Given instruction »
Can you print each of the entries below word for word, changing nothing?

Data lines »
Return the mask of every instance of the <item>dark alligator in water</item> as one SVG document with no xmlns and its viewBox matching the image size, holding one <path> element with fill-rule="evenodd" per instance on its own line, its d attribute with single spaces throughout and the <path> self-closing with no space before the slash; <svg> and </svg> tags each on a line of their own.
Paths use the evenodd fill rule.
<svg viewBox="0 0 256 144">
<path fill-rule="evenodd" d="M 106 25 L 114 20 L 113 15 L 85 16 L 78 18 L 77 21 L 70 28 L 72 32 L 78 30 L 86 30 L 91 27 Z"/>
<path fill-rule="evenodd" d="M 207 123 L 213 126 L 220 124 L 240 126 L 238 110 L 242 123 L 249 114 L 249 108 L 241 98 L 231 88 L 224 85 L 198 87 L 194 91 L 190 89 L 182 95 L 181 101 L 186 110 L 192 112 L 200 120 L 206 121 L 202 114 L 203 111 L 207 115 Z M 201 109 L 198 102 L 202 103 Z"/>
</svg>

Expected answer »
Return the mask of every instance of the <item>dark alligator in water</item> as one SVG document with no xmlns and its viewBox matching the image size, holding one <path> element with fill-rule="evenodd" per instance on its own line, its d attribute with single spaces throughout and the <path> self-closing with no space before the slash; <svg> and </svg> tags each on a line of their own.
Paths use the evenodd fill rule.
<svg viewBox="0 0 256 144">
<path fill-rule="evenodd" d="M 106 25 L 114 20 L 113 15 L 85 16 L 78 18 L 77 21 L 70 28 L 72 32 L 78 30 L 86 30 L 91 27 Z"/>
<path fill-rule="evenodd" d="M 207 123 L 213 126 L 220 124 L 240 126 L 238 110 L 242 123 L 249 114 L 249 108 L 241 98 L 231 88 L 224 85 L 198 87 L 194 91 L 190 89 L 182 95 L 181 101 L 186 110 L 192 112 L 200 120 L 206 121 L 202 114 L 203 111 L 207 115 Z M 201 109 L 198 102 L 202 103 Z"/>
</svg>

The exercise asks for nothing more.